Aim of the exercise: Exactly repeat the line that contains "For each instance of the black", then every line after it up to and including the final line.

Dataset excerpt
— start —

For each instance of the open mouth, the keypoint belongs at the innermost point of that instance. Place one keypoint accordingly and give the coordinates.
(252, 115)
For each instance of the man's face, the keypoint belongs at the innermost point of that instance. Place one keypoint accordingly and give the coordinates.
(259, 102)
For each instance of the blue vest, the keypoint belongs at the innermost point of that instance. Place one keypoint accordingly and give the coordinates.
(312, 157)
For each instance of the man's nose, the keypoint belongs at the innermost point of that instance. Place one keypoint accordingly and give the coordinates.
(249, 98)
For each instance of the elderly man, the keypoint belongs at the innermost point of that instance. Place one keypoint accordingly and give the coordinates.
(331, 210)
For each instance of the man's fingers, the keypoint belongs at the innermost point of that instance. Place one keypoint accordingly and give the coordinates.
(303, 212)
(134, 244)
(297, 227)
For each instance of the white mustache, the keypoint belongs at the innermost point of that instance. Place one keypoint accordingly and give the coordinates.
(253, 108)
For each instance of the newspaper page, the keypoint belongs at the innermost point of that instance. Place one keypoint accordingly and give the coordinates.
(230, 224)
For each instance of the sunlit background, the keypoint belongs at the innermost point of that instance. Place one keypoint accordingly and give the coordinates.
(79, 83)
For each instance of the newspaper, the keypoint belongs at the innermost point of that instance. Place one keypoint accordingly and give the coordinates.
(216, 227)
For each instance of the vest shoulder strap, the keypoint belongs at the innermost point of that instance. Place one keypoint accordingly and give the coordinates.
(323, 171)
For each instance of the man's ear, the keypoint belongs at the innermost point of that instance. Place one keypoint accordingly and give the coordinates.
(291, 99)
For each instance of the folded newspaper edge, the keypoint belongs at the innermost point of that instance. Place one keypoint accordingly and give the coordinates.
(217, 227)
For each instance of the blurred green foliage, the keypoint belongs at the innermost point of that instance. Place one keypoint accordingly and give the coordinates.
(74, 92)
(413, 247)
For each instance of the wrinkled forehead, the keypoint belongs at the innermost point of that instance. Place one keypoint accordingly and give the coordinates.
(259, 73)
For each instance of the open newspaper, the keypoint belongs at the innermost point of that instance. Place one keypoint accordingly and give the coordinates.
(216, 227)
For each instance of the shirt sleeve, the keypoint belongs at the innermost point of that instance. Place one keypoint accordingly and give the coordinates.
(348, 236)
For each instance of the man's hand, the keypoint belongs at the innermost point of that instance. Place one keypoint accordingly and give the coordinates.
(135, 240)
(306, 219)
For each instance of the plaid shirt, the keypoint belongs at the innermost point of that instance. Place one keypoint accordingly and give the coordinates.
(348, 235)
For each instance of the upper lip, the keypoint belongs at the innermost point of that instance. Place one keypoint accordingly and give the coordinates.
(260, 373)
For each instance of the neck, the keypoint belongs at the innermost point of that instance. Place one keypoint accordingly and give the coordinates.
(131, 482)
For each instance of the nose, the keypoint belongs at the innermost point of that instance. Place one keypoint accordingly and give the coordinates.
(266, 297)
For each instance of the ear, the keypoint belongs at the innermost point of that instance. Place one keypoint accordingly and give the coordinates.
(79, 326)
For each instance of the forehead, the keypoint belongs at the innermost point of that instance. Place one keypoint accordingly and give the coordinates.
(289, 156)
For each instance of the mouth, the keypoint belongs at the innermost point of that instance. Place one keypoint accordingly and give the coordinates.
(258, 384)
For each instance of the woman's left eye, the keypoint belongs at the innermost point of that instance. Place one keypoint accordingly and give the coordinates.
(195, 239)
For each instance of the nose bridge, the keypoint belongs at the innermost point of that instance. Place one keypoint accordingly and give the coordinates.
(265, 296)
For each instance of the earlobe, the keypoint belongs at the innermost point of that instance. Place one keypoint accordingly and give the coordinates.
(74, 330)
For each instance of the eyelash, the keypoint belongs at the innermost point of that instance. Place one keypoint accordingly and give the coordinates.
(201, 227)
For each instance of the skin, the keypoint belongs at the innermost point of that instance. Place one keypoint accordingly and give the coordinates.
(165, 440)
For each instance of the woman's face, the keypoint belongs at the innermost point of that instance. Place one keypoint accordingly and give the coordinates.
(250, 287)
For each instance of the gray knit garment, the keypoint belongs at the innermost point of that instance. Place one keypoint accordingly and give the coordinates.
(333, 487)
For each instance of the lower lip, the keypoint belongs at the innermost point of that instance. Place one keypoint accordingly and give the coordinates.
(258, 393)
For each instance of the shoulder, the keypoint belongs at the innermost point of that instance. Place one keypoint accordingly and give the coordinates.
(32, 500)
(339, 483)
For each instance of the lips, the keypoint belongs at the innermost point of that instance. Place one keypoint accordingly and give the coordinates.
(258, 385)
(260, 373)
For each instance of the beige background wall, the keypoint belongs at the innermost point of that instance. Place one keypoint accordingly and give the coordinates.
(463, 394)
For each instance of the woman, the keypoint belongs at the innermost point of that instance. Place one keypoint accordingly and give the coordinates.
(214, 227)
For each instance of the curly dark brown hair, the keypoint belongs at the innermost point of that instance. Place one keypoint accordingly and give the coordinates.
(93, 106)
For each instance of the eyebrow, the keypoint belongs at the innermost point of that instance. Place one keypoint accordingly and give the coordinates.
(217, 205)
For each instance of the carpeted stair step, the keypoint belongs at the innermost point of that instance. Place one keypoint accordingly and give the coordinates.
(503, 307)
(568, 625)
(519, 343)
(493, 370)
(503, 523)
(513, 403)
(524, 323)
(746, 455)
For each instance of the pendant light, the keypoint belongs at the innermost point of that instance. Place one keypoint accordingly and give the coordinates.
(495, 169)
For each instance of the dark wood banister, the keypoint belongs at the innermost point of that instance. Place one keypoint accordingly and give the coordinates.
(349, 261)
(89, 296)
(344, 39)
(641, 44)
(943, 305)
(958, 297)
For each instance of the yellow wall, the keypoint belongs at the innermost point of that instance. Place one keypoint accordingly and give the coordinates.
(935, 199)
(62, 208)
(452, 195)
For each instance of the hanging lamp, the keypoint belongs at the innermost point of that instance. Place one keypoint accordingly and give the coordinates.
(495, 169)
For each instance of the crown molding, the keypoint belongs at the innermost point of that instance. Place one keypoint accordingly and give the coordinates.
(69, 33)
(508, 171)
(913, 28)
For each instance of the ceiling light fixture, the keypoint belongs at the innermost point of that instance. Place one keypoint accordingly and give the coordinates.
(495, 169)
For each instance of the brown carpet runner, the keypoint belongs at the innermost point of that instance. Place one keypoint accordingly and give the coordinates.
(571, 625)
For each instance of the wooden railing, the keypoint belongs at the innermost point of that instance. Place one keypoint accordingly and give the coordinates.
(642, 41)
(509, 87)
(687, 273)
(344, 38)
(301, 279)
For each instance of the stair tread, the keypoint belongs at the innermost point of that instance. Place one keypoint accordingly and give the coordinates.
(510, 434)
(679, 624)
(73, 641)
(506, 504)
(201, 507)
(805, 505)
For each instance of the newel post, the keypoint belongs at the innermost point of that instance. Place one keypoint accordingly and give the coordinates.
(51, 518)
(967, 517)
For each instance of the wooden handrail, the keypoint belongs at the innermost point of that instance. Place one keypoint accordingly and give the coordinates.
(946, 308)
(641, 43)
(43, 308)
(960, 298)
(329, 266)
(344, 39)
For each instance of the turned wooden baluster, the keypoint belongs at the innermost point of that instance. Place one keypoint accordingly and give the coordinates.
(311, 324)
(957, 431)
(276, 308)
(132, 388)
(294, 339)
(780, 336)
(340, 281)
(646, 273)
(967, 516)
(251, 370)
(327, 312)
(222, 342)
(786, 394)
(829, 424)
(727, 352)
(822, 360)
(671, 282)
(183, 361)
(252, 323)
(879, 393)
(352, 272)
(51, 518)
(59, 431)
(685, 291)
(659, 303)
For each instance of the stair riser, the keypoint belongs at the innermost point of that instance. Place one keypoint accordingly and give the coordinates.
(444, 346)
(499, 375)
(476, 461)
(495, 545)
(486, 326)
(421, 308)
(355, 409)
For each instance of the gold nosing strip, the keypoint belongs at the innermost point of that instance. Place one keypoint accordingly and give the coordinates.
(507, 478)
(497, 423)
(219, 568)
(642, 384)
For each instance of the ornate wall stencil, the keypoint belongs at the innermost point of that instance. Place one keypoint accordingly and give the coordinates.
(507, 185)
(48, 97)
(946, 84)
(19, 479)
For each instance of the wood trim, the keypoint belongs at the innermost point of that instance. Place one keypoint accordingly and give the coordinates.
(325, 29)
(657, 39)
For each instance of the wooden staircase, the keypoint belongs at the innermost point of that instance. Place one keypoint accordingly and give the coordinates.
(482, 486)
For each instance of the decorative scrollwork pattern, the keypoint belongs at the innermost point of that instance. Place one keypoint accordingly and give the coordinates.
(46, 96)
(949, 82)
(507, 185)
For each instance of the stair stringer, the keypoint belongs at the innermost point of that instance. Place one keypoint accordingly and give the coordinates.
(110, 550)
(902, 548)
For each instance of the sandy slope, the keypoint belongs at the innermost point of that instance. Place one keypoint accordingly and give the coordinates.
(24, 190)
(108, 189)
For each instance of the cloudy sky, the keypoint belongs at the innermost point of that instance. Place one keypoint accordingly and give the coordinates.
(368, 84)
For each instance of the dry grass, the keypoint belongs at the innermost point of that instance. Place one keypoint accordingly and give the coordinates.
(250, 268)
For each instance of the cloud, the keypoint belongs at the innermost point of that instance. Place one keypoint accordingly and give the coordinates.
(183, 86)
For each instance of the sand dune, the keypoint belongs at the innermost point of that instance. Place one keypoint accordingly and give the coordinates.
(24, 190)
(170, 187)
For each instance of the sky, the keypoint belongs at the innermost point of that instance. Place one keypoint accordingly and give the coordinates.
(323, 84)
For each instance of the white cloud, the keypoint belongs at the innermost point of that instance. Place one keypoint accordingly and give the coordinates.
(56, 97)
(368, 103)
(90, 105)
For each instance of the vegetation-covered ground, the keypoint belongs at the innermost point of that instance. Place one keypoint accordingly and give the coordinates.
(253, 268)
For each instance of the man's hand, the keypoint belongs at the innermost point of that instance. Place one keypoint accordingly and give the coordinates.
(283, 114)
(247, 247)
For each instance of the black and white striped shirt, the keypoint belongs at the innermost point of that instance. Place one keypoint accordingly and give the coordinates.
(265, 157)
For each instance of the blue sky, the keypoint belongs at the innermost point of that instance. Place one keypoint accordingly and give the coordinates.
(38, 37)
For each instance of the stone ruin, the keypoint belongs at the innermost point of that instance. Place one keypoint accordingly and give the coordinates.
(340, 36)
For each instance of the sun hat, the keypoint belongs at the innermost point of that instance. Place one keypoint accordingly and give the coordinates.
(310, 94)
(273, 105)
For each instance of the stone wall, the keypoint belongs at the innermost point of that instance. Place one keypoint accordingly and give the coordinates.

— end —

Written response:
For each instance of the black and white striped shirt, the keypoint belongs at the innermost point of that instance. Place one keypoint accordingly and give the coordinates.
(265, 157)
For each instance of the blue sky, the keypoint belongs at the innermost point of that instance. Place one keypoint accordingly and give the coordinates.
(38, 37)
For each instance of the stone ruin, the keypoint belongs at the innermost point of that instance. Place one keypoint accordingly and give the coordinates.
(340, 36)
For each instance of the sun hat, the keypoint belongs at the innermost point of that instance. Place one keypoint accordingly and give the coordinates.
(310, 94)
(273, 105)
For each instance of the stone wall, the keypoint belongs at the innermost point of that instance. Place one keypoint accordingly and give the coordinates.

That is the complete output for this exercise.